TAREFAS DO EXERCÍCIO =
• A. Repita literalmente o trecho do texto sobre a legítima dos herdeiros que vai de "Além disso, a" até "substantiva civil extinta.".
• B. Indique se cada afirmação abaixo está de acordo com o texto sobre a legítima dos herdeiros, respondendo sim ou não e citando literalmente as palavras do texto que decidem a questão: (i) o novo Código Civil permite ao testador determinar a conversão dos bens da legítima em outros de espécie diversa; (ii) o cônjuge sobrevivente passou a integrar o rol de herdeiros necessários; (iii) o testador dispõe de um ano para aditar o testamento feito na vigência da lei velha.

TEXTO EXTRAÍDO =
▬▬▬▬▬▬▬▬▬▬

A intangibilidade da legítima dos herdeiros necessários não foi alvo de maiores alterações com a nova legislação. A indisponibilidade da legítima permanece, portanto, a rigor das disposições dos arts. 1.789, 1.846 e 1.857, § 1º do novo Código Civil. Tal princípio já era prestigiado no Código revogado, em seus artigos 1.576 e 1.721 que reservava, igualmente, aos herdeiros legítimos, o direito à metade dos bens do autor da herança. Mudança substancial refere-se a inclusão do cônjuge sobrevivente no rol de herdeiros necessários (art. 1.845), em concorrência com os descendentes (art. 1.829, I) e, na falta destes, com os ascendentes (art. 1.829, II).

Os gravames de bens da legítima dos herdeiros com as cláusulas de inalienabilidade, impenhorabilidade e incomunicabilidade (art. 1.723 do Código Civil revogado), até então em franco uso, sofreram restrições pelo art. 1.848 do Código Civil novo, que permite ao testador estabelecê-las somente quando houver justa causa declarada no testamento. Nesse sentido, o novo Código, em disposição transitória (art. 2.042) assinala ao testador o prazo de um ano, para que adite o testamento feito na vigência da lei velha, de forma a declarar justa causa de cláusula aposta à legitima. É importante salientar que a justificativa refere-se tão somente às imposições clausulares incidentes sobre bens que componham a legítima dos herdeiros necessários, havendo, portanto, plena liberdade de impor os gravames, sem qualquer justificativa aos bens que o testador determinar que saiam de sua metade disponível (arts. 1.846, 1.857, § 1º e 1.966 do novo Código Civil)

Além disso, a nova lei, em seu art. 1.848, § 1º, veda ao testador determinar a conversão dos bens da legítima em outros de espécie diversa. Essa disposição era tolerada pelo art. 1.723 da legislação substantiva civil extinta.

O art. 1.857, § 2º da nova lei preenche, de maneira precisa, uma lacuna deixada pelo Código em vigor, quando assevera que "são válidas as disposições testamentárias de caráter não patrimonial, ainda que o testador somente a elas se tenha limitado". Tal dispositivo convalida os testamentos que versem exclusivamente sobre atos de cunho extrapatrimonial, tais como o reconhecimento de filho, nomeação de tutor, deserdações, etc. Essa providência visa proteger disposições desta natureza do rótulo conceitual de que o testamento se presta unicamente a preceitos de ordem patrimonial, oriunda da "definição" que foi dada ao instituto pelo art. 1.626 do antigo código.

▬▬▬▬▬▬▬▬▬▬

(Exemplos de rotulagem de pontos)
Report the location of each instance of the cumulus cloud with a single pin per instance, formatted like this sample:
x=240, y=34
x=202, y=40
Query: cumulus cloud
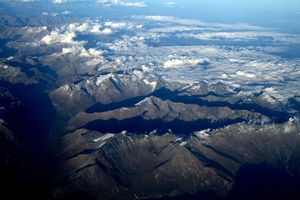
x=123, y=3
x=169, y=4
x=154, y=52
x=175, y=63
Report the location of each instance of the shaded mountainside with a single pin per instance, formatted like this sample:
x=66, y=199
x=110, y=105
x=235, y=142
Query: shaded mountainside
x=75, y=129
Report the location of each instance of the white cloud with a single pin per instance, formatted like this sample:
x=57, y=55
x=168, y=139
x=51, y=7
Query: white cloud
x=116, y=25
x=248, y=75
x=169, y=4
x=123, y=3
x=175, y=63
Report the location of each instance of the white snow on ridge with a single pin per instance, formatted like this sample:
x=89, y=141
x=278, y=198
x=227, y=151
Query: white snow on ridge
x=152, y=84
x=105, y=137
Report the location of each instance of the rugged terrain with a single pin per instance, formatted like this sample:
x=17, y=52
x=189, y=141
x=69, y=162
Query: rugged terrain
x=74, y=131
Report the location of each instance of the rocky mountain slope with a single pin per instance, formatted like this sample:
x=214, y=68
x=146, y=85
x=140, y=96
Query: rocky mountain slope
x=71, y=129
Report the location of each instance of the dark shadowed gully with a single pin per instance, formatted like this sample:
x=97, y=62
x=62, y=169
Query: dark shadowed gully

▬▬▬▬▬▬▬▬▬▬

RESPOSTAS DO EXERCÍCIO =
• A.
Além disso, a nova lei, em seu art. 1.848, § 1º, veda ao testador determinar a conversão dos bens da legítima em outros de espécie diversa. Essa disposição era tolerada pelo art. 1.723 da legislação substantiva civil extinta.

• B.
(i) Não: "a nova lei, em seu art. 1.848, § 1º, veda ao testador determinar a conversão dos bens da legítima em outros de espécie diversa".
(ii) Sim: "Mudança substancial refere-se a inclusão do cônjuge sobrevivente no rol de herdeiros necessários (art. 1.845)".
(iii) Sim: "assinala ao testador o prazo de um ano, para que adite o testamento feito na vigência da lei velha".